Talimatlar —
a: Verilen metne göre Özerkmen ve Gölbaşı, şiddetin neden evrensel bir karakterde olduğunu söylüyor? Bir ile üç cümle arasında açıklayın.
b: Verilen metne göre Odessa'da sendika binasının yakılması sonucu kaç kişi hayatını kaybetti?
c: Verilen metinde "Özerkmen ve Gölbaşı" ifadesinden "kurmamıza olanak sağlar." ifadesine kadar olan kısmı, bu iki ifade de dahil, yeniden yazın ve "evrensel" kelimesini "küresel" ile değiştirin.

2 Mayıs 2014’te Ukrayna’nın Odessa kentinde, yine aşırı sağcı neo Nazilerin bir sendika binasını yakması sonucu 48 kişi yaşamını yitirdi. Elbette Batı medyası bunu görmedi.

Madımak’tan Odessa’ya yangın sürüyor

Serhat Halis

Toplumlar tarihinin önemli bir ayağını, insanlar arasında vuku bulan “çatışma” mefhumunun oluşturduğu gözlemlenir. Marks bunu; “tüm toplumların bugüne kadarki tarihi, sınıf savaşımlarının tarihidir[1] diyerek ifade eder.

Özerkmen ve Gölbaşı ise, şiddetin, insanın tarihsel ve toplumsal bir varlık haline gelmesiyle ortaya çıkan, sosyal bir olgu olduğundan bahseder ve aynı zamanda bütün toplumlarda görülen bir fenomen olması bakımından da, evrensel bir karakterde olduğunu ileri sürer(ler).[2]

Her halükârda toplumlar tarihinin politik bağlamlara sahip bir şiddet ağından müteşekkil olduğu görülür. Hatta bir adım daha ileri giderek, bu şiddetin “karşı tarafı” yok etmek üzerine örülü yıkıcı bir karakterle hayat bulduğundan bahsedebiliriz. Bu ise, “şiddet” ve “savaş” kavramları arasında anlamsal bir özdeşlik ilişkisi kurmamıza olanak sağlar.

Kayıtlar —

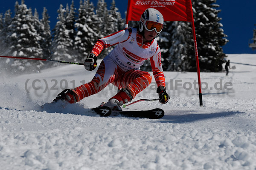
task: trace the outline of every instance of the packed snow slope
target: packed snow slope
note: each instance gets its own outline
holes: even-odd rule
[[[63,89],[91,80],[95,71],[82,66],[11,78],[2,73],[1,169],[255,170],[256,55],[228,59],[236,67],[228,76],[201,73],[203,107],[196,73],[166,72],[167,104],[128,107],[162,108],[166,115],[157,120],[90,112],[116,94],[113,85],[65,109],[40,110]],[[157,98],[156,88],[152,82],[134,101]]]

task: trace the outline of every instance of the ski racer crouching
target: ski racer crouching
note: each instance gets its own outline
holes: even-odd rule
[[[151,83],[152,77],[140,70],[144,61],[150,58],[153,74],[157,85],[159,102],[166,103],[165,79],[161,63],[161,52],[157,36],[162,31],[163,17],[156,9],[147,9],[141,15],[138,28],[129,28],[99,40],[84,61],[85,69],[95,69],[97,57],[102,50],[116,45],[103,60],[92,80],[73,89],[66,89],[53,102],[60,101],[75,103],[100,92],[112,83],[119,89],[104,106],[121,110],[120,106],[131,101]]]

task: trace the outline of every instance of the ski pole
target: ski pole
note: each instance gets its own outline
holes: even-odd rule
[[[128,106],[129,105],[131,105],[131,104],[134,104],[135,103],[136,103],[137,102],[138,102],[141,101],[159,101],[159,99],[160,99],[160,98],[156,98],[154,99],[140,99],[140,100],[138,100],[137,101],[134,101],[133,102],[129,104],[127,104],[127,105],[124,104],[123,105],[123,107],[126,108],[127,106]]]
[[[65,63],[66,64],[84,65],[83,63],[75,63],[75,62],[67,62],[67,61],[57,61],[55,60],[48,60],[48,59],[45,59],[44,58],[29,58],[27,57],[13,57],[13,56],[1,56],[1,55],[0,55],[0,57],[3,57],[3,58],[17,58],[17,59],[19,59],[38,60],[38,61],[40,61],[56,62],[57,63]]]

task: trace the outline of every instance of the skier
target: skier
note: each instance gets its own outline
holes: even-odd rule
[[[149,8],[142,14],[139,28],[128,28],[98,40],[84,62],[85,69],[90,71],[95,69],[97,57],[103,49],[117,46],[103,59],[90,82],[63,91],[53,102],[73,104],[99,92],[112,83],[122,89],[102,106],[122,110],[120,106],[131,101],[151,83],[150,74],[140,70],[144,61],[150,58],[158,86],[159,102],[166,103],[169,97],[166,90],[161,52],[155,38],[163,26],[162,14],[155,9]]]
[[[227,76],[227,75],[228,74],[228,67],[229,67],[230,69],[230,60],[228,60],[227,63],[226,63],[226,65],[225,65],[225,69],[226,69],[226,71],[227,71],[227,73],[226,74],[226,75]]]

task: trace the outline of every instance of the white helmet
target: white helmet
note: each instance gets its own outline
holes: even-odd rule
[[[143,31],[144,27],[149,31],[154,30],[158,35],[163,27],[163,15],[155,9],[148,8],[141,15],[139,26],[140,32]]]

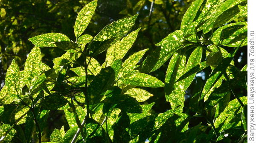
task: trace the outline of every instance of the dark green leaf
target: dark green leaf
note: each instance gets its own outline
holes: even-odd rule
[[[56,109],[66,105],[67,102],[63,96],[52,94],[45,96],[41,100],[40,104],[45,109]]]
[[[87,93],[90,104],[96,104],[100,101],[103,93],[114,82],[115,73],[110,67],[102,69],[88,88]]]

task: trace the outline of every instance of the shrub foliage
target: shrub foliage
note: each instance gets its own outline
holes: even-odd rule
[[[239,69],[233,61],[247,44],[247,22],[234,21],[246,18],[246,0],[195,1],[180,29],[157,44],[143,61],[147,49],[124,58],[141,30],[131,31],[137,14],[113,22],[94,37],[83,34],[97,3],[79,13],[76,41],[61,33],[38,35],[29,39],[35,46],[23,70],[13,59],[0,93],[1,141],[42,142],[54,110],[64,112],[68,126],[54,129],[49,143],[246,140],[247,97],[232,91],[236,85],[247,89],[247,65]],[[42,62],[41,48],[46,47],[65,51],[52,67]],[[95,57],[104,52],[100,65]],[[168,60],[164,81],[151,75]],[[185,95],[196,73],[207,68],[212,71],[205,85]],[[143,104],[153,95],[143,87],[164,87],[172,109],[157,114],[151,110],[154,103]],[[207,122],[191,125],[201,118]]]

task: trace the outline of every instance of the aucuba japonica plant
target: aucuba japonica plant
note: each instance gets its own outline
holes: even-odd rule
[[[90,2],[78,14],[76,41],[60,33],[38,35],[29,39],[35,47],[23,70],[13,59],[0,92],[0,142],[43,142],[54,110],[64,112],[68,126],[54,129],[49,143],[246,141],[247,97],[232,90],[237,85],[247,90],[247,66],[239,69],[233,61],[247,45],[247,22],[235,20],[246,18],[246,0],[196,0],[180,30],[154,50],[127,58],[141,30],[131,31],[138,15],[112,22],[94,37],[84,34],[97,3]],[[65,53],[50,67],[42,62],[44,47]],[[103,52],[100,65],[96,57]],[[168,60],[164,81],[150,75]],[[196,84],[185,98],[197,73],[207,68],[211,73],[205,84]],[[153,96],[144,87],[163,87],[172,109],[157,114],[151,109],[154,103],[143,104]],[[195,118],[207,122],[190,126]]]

Sonuçlar —
a: Şiddet bütün toplumlarda görülen bir olgudur. Özerkmen ve Gölbaşı bu yüzden onun evrensel bir karakterde olduğunu ileri sürer.

b: 48 kişi.

c:
Özerkmen ve Gölbaşı ise, şiddetin, insanın tarihsel ve toplumsal bir varlık haline gelmesiyle ortaya çıkan, sosyal bir olgu olduğundan bahseder ve aynı zamanda bütün toplumlarda görülen bir fenomen olması bakımından da, küresel bir karakterde olduğunu ileri sürer(ler).[2]

Her halükârda toplumlar tarihinin politik bağlamlara sahip bir şiddet ağından müteşekkil olduğu görülür. Hatta bir adım daha ileri giderek, bu şiddetin “karşı tarafı” yok etmek üzerine örülü yıkıcı bir karakterle hayat bulduğundan bahsedebiliriz. Bu ise, “şiddet” ve “savaş” kavramları arasında anlamsal bir özdeşlik ilişkisi kurmamıza olanak sağlar.